------ DOCUMENT

Issue: Under federal law, what means are available to a party to have constitutional claims concerning a gag order heard in federal court?
|Area of Law:||Constitutional Law, Litigation & Procedure|
|Keywords:||Constitutional arguments; Gag order; Viable mechanism|
|Cited Cases:||209 U.S. 123; 491 U.S. 58|
|Cited Statutes:||41 U.S.C. § 1983|
41 U.S.C. § 1983 is the most viable mechanism for getting constitutional arguments heard in federal court. That statute provides:
Every person who, under color of any statute, ordinance, regulation, custom, or usage, of any State of Territory or the District of Columbia, subjects, or causes to be subjected, any citizen of the United States or other person within the jurisdiction thereof to the deprivation of any rights, privileges, or immunities secured by the Constitution and laws, shall be liable to the party injured in an action at law, suit in equity, or other proper proceeding for redress.

------------
------ RECORDS PROVIDED

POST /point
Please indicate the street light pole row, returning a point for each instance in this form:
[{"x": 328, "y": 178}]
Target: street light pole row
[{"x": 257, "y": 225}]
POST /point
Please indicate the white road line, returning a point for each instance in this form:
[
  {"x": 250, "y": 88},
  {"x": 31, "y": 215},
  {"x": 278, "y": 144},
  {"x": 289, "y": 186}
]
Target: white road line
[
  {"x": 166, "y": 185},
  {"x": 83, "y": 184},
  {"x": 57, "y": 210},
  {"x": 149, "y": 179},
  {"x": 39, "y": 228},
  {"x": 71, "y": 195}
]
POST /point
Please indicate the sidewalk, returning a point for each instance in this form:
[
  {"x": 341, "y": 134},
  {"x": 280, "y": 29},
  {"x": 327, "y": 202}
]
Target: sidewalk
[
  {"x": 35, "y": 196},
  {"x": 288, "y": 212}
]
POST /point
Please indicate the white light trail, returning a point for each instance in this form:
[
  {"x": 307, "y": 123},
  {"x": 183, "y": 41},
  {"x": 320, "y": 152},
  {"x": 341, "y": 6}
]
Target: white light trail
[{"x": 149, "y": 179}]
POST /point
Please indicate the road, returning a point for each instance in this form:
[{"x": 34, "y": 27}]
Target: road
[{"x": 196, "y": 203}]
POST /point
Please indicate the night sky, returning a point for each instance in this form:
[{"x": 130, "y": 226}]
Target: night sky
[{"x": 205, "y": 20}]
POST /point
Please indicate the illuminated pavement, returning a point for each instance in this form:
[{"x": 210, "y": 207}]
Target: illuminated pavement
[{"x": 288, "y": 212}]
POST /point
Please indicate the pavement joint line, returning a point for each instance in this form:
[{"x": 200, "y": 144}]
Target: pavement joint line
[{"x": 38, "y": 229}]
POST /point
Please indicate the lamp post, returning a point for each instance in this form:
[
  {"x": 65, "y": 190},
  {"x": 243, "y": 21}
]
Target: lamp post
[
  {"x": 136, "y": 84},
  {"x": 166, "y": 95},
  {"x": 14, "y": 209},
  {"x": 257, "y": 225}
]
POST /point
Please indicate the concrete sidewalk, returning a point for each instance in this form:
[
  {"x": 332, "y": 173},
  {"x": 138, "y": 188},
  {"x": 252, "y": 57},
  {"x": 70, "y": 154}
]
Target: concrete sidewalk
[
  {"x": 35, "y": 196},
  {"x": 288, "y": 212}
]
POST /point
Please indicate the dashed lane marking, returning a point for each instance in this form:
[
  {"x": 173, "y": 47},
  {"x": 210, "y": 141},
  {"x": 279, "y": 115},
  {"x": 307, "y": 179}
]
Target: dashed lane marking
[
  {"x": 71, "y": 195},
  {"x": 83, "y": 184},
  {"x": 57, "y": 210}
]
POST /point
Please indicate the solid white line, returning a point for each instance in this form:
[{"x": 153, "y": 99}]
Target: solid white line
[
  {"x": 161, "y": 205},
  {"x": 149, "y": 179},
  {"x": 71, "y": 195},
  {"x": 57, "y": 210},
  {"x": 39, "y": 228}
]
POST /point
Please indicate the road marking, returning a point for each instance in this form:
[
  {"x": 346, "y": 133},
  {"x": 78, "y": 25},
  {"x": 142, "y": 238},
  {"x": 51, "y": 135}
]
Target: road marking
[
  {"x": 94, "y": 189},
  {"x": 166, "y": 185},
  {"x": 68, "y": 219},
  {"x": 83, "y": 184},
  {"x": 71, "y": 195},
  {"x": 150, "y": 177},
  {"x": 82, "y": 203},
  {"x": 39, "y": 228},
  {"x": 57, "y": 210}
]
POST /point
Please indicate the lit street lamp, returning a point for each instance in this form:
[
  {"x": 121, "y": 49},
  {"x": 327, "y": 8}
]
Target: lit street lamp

------------

## TASKS TO COMPLETE:
- A) According to the memo on raising gag-order claims in federal court, why is the quoted statute suited to getting constitutional arguments heard there? Answer in one to three sentences.
- B) Which cases does the memo on gag-order claims list as cited?
- C) Continue the memo on federal-court remedies for gag-order claims, starting after its last sentence.
These records were drawn from a separate source and have no connection to the text above them.

## EXPECTED RESPONSES:
- A) The statute makes every person who, under color of any state or territorial statute, ordinance, regulation, custom, or usage, deprives someone of rights secured by the Constitution and laws liable to the injured party. That party can seek redress through an action at law, a suit in equity, or another proper proceeding.

- B) 209 U.S. 123 and 491 U.S. 58.

- C)
Essentially under § 1983, a claimant must show that a person, acting under color of state law, deprived claimant of his or her federal constitutional or statutory rights. In a case involving the issuance of the protective order, the judge would be the person and the issuance of the protective order would serve as the action under color of state law, and the due process and First Amendment rights discussed above would constitute the deprivation.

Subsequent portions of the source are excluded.